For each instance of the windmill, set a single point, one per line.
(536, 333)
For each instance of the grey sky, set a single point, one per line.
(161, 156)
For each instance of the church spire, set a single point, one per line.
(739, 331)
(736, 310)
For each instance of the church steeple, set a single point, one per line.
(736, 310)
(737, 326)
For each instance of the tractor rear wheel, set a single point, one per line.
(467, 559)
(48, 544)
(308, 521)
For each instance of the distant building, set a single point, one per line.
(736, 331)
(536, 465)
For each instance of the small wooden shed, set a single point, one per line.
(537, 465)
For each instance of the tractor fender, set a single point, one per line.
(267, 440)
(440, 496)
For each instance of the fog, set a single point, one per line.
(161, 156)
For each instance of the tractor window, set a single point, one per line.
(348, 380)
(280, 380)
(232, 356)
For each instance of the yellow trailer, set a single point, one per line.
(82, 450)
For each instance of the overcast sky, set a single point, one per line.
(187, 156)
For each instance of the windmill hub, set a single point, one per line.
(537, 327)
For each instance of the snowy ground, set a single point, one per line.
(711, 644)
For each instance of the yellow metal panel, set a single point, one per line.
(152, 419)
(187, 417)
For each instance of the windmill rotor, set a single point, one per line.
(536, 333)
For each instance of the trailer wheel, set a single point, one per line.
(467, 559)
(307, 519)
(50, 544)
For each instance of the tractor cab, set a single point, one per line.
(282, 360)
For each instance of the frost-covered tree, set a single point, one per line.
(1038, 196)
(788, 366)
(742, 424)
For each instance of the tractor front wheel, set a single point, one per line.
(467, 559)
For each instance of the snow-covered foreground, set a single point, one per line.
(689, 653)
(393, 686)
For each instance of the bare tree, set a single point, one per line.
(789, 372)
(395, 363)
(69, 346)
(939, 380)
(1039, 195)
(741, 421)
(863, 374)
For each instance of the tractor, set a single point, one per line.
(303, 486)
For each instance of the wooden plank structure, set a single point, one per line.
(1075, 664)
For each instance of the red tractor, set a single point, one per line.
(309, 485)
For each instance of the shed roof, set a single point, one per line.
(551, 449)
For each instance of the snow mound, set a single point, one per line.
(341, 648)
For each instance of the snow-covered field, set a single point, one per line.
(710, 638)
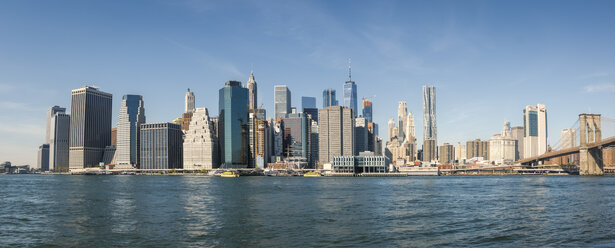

::::

[WHAT TO DO]
The result should be every line of the data, reproduced exactly, with the images removed.

[RESULT]
For each instance of the windmill, set a single point, one per line.
(536, 333)
For each instance of the grey sky, set a single point, one per line.
(161, 156)
For each instance of the church spire, set a single point, one per line.
(739, 331)
(736, 310)
For each instance of the church steeple, set a single point, one per line.
(736, 310)
(737, 326)
For each instance of the tractor rear wheel, set a single point, one per line.
(467, 559)
(48, 544)
(308, 521)
For each instance of the distant building, set a single point, one per line.
(736, 331)
(536, 465)
For each instance of the small wooden shed, set a single point, one per line.
(537, 465)
For each instance of the tractor fender, set a single point, one per line.
(267, 440)
(440, 496)
For each instance of the fog, set a single point, one per line.
(161, 156)
For each instance of the tractor window, set a single point, one per line.
(348, 380)
(280, 380)
(232, 356)
For each instance of the yellow trailer, set a single point, one per line.
(82, 450)
For each instance of the overcast sky, set a single point, one per line.
(187, 156)
For each instance of the windmill hub, set a single point, one per line.
(537, 327)
For each instance of the snowy ground, set a single point, one per line.
(711, 644)
For each instance of the yellow metal panel, set a single point, one per line.
(152, 419)
(187, 417)
For each instance of the windmill rotor, set a single point, one per line.
(536, 333)
For each instance of the trailer wheel, set a single point, one per line.
(467, 559)
(307, 519)
(50, 544)
For each instance of the tractor cab, set a single point, one per line.
(282, 360)
For each instance of the frost-covered tree, set a single point, one per line.
(1038, 196)
(788, 366)
(742, 424)
For each instance of the tractor front wheel, set a single point, one per line.
(467, 559)
For each instance of the snow-covered foreground, set a single point, one per line.
(689, 653)
(393, 686)
For each instance of the bare tree, set a single point, one per line.
(789, 372)
(395, 363)
(69, 346)
(939, 380)
(1039, 195)
(741, 421)
(863, 374)
For each instance of the tractor, set a single point, one per line.
(303, 486)
For each instance of the wooden plank structure, set a single point, one per line.
(1075, 664)
For each instance of the red tractor, set a single point, one per line.
(309, 485)
For each instance of the shed roof, set a single point, one per line.
(551, 449)
For each instance of the snow mound, set a single point, one per line.
(341, 648)
For each instance of the snow-covered field, set a single point, one per line.
(710, 638)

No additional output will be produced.